WORK TO BE COMPLETED: What you give back must match the data below character for character.

Saved data entries

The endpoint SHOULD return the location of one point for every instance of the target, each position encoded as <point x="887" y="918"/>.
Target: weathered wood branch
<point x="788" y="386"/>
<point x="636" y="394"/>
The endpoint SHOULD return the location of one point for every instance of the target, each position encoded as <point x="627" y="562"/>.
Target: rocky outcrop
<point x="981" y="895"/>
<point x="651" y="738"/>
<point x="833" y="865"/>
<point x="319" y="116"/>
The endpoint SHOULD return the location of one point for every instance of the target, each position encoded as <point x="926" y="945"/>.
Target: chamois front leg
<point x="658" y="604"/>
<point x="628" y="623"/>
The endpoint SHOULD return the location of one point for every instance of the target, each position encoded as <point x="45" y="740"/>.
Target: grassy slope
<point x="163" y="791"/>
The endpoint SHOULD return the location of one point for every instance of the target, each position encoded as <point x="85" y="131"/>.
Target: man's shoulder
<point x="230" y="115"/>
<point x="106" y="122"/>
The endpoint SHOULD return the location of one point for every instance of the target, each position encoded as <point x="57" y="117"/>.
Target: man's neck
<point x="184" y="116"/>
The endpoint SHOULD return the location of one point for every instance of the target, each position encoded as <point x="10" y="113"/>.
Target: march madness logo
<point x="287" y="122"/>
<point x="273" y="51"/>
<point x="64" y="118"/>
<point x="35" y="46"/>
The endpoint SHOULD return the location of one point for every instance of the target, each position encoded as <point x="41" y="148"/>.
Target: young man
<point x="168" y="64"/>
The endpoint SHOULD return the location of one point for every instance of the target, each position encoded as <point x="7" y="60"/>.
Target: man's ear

RESULT OF THE EXERCISE:
The endpoint SHOULD return the location of one point for every instance of the target, each position encoded as <point x="887" y="918"/>.
Target: weathered wood branch
<point x="788" y="386"/>
<point x="636" y="394"/>
The endpoint SHOULD return the location of one point for every instance of the target, each position encoded as <point x="627" y="562"/>.
Target: rocky outcrop
<point x="981" y="895"/>
<point x="651" y="738"/>
<point x="833" y="865"/>
<point x="319" y="116"/>
The endpoint SHOULD return the location of one point for every instance of the target, each position encoded as <point x="926" y="945"/>.
Target: chamois front leg
<point x="658" y="604"/>
<point x="628" y="623"/>
The endpoint SHOULD return the location of one point for every instance of the target, each position encoded as <point x="45" y="740"/>.
Target: grassy slope
<point x="163" y="791"/>
The endpoint SHOULD return the location of one point for every instance of the target, each position encoded as <point x="85" y="131"/>.
Target: man's shoulder
<point x="230" y="115"/>
<point x="106" y="122"/>
The endpoint SHOULD return the location of one point for every instance of the target, each position encoded as <point x="57" y="117"/>.
Target: man's neck
<point x="184" y="116"/>
The endpoint SHOULD return the location of one point for every instance of the target, each position encoded as <point x="10" y="113"/>.
Target: march madness logo
<point x="287" y="122"/>
<point x="273" y="51"/>
<point x="64" y="118"/>
<point x="35" y="46"/>
The endpoint SHOULD return the location of one point for every instance of the target, each position encoded as <point x="41" y="148"/>.
Target: young man
<point x="168" y="64"/>
The endpoint SHOULD return the location of one point for every instance of the target, each position encoded as <point x="7" y="60"/>.
Target: man's ear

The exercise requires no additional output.